> **WRITTEN REQUEST 1**:
Count the lines in the records below that contain the word "garland", and give only that number.

* start EXTRACT *

# hummingbird 798C si combo problems



## Juan More Fish (Apr 1, 2007)

I just started haveing a few problems with this unit. My problem is,Ill have my the finder on, Then ill start the motor and it turns the screen a lot of different colors, where i have to turn off,and turn on again? Ill be driving on the water, and it turns off?
Then i lose gps signal?Was fishing yesterday,and it said no gps connection? it has a gps antenna. I just turn it off, and turn it on again its fine for a little bit? This has happened several times before. If i turn on my aerator on my livewell, the screen goes blac? I think it has some thing to do with the eletrical side of my boat. The power supply is feed thru my control / rocker panels of the boat. I was thinking,about running a straight cable to the battery with a in line fuse,to prevent this problem? What do you all think? has anyone encountered something like this? if i cant find out why, Ill get a new fish finder. never used all the si,orDI on the unit. i fish erie.


----------



## Salmonid (Apr 14, 2004)

sounds like your on the right track, if the units dont get enough power, they start doing all sorts of weird stuff, I have the 1197 and had the same probs until i switched the finder to a seperate battery that is part of my trolling motor pair that only run that and are always topped off from my on board charger, never had any more probs since i did that, and yes, put a fuse on it . Im pretty sure that will help fix most of your problem, if not, HB Customer service has be great with all the questions I had


also you can put the volts up on the screen and watch it drop once you start motor, livewell, etc. 


Salmonid


----------



## Juan More Fish (Apr 1, 2007)

* end EXTRACT *

> **WRITTEN REQUEST 2**:
Copy out the whole fish finder thread above, word for word and with no changes.

* start AVAILABLE RECORDS *

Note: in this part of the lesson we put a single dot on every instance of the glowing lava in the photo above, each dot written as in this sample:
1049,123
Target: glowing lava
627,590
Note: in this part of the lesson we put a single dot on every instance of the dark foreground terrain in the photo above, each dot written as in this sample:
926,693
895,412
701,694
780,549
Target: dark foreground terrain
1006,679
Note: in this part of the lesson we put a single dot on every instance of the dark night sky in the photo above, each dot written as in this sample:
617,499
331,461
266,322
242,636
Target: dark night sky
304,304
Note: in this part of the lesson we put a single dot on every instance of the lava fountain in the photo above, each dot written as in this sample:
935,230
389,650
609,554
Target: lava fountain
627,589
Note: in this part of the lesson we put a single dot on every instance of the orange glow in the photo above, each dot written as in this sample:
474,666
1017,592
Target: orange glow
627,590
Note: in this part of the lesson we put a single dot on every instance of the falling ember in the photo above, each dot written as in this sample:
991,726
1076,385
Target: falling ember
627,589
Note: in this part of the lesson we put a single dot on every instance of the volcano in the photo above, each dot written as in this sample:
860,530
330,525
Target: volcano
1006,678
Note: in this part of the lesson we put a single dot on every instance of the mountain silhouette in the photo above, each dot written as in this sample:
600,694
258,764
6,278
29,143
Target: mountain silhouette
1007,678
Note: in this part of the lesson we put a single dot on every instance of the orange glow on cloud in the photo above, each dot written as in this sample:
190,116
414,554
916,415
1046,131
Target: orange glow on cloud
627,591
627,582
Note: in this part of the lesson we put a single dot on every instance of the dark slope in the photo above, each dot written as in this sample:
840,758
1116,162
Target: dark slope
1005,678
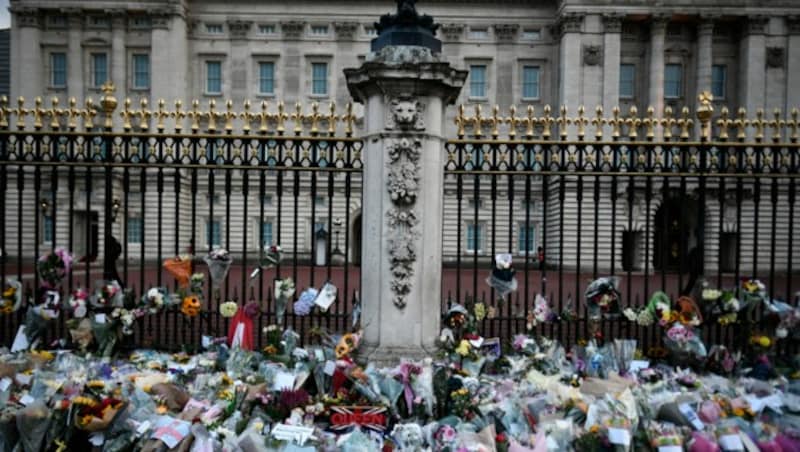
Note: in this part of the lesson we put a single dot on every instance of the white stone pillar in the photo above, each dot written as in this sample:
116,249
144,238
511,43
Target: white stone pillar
570,68
658,30
75,63
793,64
405,90
612,44
752,57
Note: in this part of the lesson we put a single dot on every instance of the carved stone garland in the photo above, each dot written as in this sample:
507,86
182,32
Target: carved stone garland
403,186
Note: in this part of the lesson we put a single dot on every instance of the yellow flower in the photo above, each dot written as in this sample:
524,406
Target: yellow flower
463,348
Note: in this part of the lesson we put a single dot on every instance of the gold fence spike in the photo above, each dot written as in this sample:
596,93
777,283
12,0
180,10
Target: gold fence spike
4,112
74,113
144,115
178,114
247,117
776,124
512,122
667,123
759,124
331,118
229,116
297,117
724,123
212,116
88,114
633,122
280,118
21,112
598,122
581,122
563,121
460,121
685,123
547,122
650,123
530,122
126,115
160,114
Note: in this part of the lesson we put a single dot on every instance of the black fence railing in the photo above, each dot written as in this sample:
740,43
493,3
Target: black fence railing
661,215
122,203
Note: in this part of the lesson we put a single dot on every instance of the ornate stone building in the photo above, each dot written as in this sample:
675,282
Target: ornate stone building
518,52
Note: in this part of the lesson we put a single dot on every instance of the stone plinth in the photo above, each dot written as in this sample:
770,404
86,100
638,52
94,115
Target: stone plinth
405,90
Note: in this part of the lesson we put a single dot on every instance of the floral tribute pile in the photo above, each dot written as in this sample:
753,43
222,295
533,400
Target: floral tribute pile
476,394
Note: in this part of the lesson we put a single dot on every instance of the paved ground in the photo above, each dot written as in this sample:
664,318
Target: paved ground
173,330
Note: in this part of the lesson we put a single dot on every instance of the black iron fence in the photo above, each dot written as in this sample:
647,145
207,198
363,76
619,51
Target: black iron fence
575,198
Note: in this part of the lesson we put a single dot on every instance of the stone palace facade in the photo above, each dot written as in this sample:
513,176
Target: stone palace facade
518,52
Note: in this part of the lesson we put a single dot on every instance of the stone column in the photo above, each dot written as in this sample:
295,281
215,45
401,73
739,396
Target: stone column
570,69
75,64
705,33
658,30
405,90
612,43
752,57
793,63
28,79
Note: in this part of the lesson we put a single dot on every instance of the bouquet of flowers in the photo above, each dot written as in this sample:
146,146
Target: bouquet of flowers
502,278
12,297
53,267
219,262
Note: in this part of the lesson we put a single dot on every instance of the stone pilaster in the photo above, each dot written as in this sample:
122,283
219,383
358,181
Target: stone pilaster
405,90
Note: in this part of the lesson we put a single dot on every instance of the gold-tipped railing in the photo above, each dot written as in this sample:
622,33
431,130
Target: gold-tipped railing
262,118
630,126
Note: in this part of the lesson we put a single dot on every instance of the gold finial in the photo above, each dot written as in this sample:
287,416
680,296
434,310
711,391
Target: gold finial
547,122
314,117
776,124
633,122
178,114
88,114
793,125
126,115
581,122
21,112
229,116
247,117
598,122
108,103
650,123
144,115
298,117
723,123
477,121
348,119
280,118
741,124
160,114
38,113
759,124
4,112
212,116
512,122
195,114
54,113
685,123
495,121
563,121
616,124
74,113
460,121
331,118
704,113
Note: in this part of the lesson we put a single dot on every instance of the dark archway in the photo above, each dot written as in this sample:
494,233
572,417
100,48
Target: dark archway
675,233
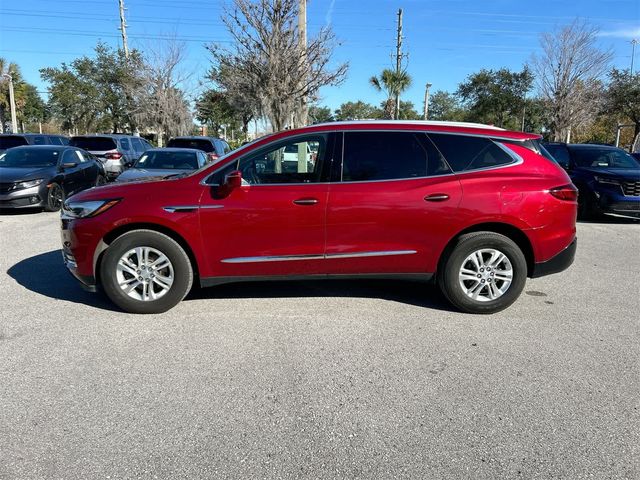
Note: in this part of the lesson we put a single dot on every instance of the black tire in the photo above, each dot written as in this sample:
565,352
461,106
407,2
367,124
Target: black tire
55,198
100,180
448,274
182,271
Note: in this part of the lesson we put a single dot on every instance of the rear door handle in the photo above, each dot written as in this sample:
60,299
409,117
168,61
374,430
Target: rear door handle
306,201
436,197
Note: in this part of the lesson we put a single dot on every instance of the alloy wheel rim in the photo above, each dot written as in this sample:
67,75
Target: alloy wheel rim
486,275
145,274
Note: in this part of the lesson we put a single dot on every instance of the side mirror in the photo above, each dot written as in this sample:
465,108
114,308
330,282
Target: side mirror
232,180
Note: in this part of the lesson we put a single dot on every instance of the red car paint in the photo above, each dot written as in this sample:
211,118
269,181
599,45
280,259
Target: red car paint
340,218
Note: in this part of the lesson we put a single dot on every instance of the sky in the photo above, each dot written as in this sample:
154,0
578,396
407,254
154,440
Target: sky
445,40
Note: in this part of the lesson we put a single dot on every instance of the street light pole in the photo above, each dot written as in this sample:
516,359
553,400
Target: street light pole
12,100
426,101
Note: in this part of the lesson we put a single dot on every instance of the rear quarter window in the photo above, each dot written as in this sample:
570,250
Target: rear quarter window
465,153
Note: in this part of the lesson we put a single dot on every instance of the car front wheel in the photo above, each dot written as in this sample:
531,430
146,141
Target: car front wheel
144,271
485,273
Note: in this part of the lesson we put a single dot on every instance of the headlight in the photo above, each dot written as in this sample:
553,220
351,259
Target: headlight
27,184
86,209
608,181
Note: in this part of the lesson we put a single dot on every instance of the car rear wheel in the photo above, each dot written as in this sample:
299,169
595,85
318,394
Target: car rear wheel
144,271
55,198
485,273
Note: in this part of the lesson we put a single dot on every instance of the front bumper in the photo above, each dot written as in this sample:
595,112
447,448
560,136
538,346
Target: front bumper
24,198
560,262
87,282
80,264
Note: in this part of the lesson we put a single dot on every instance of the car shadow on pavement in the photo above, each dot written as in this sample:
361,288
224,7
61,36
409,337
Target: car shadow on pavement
46,275
421,294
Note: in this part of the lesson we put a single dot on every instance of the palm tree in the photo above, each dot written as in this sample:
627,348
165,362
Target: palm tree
393,83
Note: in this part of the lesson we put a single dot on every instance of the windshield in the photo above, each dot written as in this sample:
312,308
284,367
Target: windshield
29,158
596,157
10,142
163,160
95,144
198,144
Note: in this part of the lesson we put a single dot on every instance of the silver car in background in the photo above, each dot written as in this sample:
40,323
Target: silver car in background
116,152
164,162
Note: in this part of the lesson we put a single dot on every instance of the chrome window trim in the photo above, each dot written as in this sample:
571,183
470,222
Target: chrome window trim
286,258
518,160
241,156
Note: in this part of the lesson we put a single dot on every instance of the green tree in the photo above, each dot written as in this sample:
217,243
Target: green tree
214,110
446,106
30,108
97,92
496,97
358,110
623,96
393,83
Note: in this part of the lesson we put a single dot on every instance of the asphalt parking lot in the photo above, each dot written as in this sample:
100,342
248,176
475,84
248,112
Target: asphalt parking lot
320,379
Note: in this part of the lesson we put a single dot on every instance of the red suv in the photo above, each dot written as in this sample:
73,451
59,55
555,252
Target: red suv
478,208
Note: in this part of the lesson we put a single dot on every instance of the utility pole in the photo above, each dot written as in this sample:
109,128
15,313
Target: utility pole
426,101
303,110
12,101
123,29
398,62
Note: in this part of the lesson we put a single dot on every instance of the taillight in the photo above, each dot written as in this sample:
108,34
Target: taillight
565,192
115,155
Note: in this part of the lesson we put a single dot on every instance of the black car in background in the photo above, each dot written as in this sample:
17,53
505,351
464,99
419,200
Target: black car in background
44,175
19,139
608,178
213,147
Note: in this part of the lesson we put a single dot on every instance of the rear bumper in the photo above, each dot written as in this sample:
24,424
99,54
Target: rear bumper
558,263
614,204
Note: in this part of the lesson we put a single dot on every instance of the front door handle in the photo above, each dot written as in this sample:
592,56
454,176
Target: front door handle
306,201
436,197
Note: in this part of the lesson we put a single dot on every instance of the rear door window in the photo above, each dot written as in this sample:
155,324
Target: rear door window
464,153
93,144
370,156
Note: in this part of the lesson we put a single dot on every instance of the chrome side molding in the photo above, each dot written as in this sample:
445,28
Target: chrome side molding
288,258
188,208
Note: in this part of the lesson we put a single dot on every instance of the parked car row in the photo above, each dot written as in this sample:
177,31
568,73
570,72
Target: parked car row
607,178
35,171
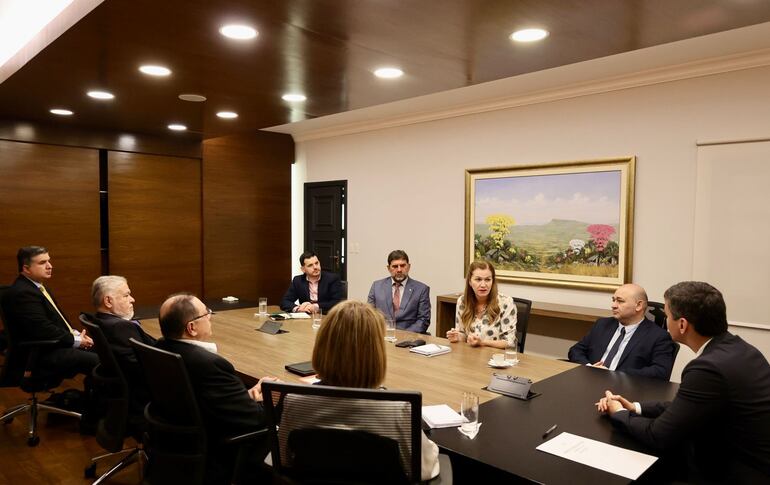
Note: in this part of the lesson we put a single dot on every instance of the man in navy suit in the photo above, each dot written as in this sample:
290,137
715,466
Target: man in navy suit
32,309
312,290
401,298
628,341
720,417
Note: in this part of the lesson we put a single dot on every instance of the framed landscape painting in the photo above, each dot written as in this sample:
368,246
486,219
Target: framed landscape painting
567,224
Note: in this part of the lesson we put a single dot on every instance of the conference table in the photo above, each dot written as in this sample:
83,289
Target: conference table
511,428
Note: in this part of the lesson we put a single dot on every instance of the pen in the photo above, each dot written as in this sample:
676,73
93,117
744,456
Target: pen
550,430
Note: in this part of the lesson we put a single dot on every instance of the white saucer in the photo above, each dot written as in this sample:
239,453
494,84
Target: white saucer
504,365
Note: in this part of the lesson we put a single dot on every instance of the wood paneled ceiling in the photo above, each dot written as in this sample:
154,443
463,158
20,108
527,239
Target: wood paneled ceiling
325,49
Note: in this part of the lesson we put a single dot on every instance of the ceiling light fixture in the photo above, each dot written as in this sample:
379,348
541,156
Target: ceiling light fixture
155,70
529,35
194,98
238,32
293,97
101,95
388,72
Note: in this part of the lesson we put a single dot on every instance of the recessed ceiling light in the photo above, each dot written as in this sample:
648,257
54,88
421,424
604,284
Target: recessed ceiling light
529,35
293,97
388,72
240,32
155,70
101,95
195,98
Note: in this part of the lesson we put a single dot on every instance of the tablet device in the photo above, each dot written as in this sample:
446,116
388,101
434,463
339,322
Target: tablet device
301,368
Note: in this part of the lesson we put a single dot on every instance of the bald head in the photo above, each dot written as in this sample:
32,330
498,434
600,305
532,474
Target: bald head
629,304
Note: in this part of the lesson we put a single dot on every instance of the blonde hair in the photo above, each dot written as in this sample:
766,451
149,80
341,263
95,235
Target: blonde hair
468,314
350,347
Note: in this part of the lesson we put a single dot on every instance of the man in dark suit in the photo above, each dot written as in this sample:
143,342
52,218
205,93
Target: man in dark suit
628,341
720,416
114,305
312,290
401,298
227,407
32,309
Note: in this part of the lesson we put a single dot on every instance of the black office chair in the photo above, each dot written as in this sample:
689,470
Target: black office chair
114,395
324,434
176,442
21,370
656,314
523,308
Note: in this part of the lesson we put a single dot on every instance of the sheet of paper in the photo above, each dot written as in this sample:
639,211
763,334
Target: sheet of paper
612,459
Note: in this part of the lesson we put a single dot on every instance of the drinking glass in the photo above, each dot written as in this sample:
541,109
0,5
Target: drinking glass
469,409
390,330
511,353
263,307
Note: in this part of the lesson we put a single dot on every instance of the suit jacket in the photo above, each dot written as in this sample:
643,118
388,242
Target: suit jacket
117,331
33,315
650,352
329,292
721,414
225,405
413,313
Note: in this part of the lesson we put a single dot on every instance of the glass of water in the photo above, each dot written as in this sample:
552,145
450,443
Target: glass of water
390,330
511,353
469,409
263,307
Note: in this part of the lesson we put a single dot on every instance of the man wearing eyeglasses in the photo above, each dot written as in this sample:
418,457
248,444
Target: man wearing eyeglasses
227,407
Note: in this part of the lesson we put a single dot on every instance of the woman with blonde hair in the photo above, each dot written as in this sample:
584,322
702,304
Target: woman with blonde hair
484,317
350,352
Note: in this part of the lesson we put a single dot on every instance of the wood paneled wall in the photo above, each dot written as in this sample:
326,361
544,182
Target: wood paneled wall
49,196
247,215
155,224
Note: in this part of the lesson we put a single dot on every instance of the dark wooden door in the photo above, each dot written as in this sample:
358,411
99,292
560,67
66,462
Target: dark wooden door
325,224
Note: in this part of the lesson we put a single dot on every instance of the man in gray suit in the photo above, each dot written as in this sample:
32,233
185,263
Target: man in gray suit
401,298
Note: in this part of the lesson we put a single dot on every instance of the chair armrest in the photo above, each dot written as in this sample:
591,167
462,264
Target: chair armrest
39,343
233,440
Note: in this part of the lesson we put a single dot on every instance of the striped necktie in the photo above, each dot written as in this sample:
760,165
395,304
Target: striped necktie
50,300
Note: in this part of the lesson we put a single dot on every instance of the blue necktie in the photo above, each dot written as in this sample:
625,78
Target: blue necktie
614,349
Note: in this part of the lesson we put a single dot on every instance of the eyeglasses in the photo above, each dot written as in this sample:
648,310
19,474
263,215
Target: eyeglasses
209,312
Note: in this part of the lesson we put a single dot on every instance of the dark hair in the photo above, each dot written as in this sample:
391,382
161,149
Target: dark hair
25,255
174,318
701,304
306,255
398,254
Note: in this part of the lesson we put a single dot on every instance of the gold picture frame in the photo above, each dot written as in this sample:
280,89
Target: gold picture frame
566,224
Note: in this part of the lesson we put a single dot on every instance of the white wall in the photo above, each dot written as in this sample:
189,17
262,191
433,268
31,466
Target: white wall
406,184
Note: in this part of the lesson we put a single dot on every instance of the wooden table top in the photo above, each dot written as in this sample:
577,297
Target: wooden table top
441,379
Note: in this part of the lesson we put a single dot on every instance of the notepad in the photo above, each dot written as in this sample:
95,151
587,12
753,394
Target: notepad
431,349
441,416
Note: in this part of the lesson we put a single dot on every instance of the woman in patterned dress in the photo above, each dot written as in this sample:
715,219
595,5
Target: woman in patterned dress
484,316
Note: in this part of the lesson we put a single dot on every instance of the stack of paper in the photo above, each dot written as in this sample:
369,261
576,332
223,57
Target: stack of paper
431,349
441,416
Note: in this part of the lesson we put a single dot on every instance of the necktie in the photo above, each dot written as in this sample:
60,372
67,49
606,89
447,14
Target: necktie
396,296
50,300
614,349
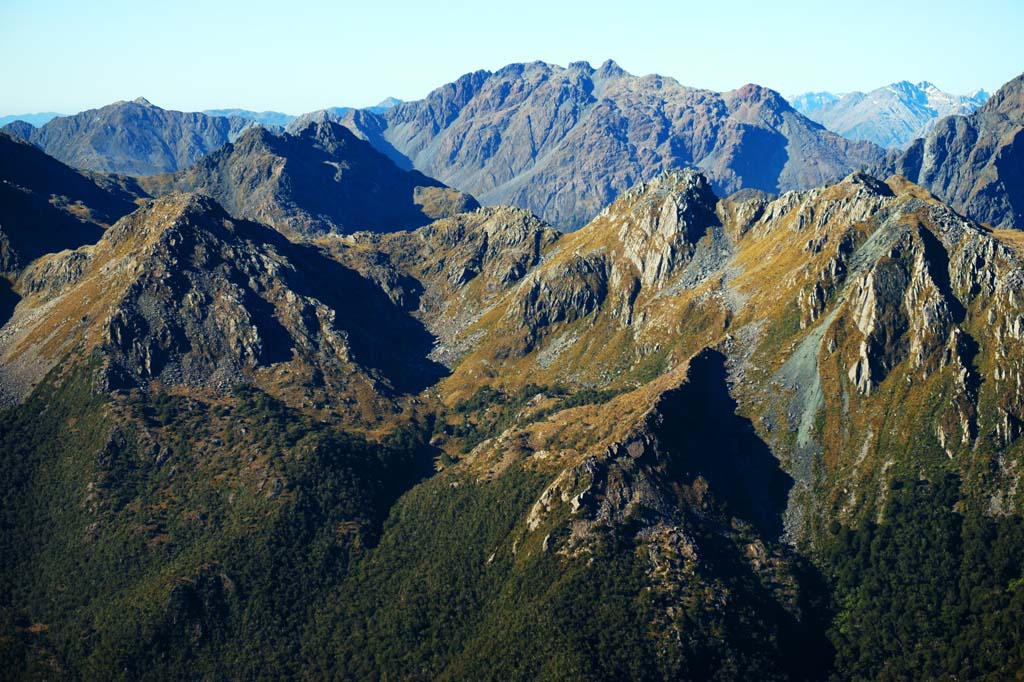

* end AVAILABLE RECORDS *

> **FULL ANSWER 1**:
2

> **FULL ANSWER 2**:
# hummingbird 798C si combo problems



## Juan More Fish (Apr 1, 2007)

I just started haveing a few problems with this unit. My problem is,Ill have my the finder on, Then ill start the motor and it turns the screen a lot of different colors, where i have to turn off,and turn on again? Ill be driving on the water, and it turns off?
Then i lose gps signal?Was fishing yesterday,and it said no gps connection? it has a gps antenna. I just turn it off, and turn it on again its fine for a little bit? This has happened several times before. If i turn on my aerator on my livewell, the screen goes blac? I think it has some thing to do with the eletrical side of my boat. The power supply is feed thru my control / rocker panels of the boat. I was thinking,about running a straight cable to the battery with a in line fuse,to prevent this problem? What do you all think? has anyone encountered something like this? if i cant find out why, Ill get a new fish finder. never used all the si,orDI on the unit. i fish erie.


----------



## Salmonid (Apr 14, 2004)

sounds like your on the right track, if the units dont get enough power, they start doing all sorts of weird stuff, I have the 1197 and had the same probs until i switched the finder to a seperate battery that is part of my trolling motor pair that only run that and are always topped off from my on board charger, never had any more probs since i did that, and yes, put a fuse on it . Im pretty sure that will help fix most of your problem, if not, HB Customer service has be great with all the questions I had


also you can put the volts up on the screen and watch it drop once you start motor, livewell, etc. 


Salmonid


----------



## Juan More Fish (Apr 1, 2007)